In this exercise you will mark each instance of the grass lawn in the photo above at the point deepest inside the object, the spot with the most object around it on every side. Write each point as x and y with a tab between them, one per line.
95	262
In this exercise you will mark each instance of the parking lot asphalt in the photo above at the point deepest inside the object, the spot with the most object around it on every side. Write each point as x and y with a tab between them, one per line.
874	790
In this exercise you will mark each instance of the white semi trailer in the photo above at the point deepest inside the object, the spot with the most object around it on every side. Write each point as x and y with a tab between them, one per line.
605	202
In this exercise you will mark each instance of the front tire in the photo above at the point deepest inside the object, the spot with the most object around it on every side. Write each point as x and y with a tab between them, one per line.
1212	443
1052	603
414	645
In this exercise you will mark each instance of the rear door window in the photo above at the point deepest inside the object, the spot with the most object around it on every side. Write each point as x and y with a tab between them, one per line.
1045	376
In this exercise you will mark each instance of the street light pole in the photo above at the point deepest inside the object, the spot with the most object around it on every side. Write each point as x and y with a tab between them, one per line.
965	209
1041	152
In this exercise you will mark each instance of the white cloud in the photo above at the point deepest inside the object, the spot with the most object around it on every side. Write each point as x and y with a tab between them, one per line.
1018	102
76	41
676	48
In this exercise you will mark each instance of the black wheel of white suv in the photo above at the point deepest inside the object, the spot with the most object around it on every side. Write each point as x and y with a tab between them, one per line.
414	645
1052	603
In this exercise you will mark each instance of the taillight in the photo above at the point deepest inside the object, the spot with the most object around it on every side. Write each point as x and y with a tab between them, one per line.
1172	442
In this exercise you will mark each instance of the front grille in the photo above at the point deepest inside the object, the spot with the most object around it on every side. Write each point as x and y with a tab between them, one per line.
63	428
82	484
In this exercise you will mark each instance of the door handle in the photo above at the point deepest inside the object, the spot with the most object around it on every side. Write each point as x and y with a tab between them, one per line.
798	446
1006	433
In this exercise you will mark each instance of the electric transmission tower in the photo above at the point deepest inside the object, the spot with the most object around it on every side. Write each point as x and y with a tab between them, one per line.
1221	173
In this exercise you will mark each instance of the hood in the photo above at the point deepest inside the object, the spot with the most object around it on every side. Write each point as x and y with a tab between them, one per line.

_ _ _ _ _ _ _

▶ **Task objective**: In the listing above, find the line containing "In this exercise you will mark each instance of the street", then reproduce it and each line after it through the end, exactly and with nothing added.

▶ **Exercise answer**:
In this exercise you will mark each instance of the street light pole in the photo above at the point deepest inside the object, the spot with the most object around it on every side. Write each point as x and y with a tab between them, one per line.
965	209
1041	152
In this exercise you will mark each instance of the white cloud in the photo above at the point deepest inside the object, the spot with the most object around it on every side. Write each point as x and y with a tab between them, one per line.
1018	102
76	41
676	48
In this exercise you will mark each instance of the black wheel of white suv in the photo above at the point deepest inside the object, the spot with the most object around it on every side. Write each point as x and y with a tab between them, one per line.
414	645
1052	603
In this exercise you will mark each instance of the taillight in the photo above at the point deepest inside the object, the spot with the most object around it on every side. Write each point as x and y with a tab between them, one per line.
1172	442
In this exercise you will mark each instance of the front grille in the photo above at the point deepest inside the object, the spot with the most object around it on every side. Write each point as x and y with a tab between them, one per line.
63	428
82	484
In this exercise you will mark each instance of the door handle in the photo above at the point deepest inside the object, the spot with the most object around it on every side. Write each point as x and y with a tab between them, one per line.
798	446
1006	433
In this exercise you will mark each instance of the electric transmission tower in the photo above at the point deepest inside the object, the spot with the most object around it on every side. Write each point as x and y with a tab between them, one per line.
1221	173
In this exercise you will mark each instance of the hood in the photo above at the point deepest inside the object, the spot with the most object around it on every side. Write each point as x and y with a tab between them, one per line.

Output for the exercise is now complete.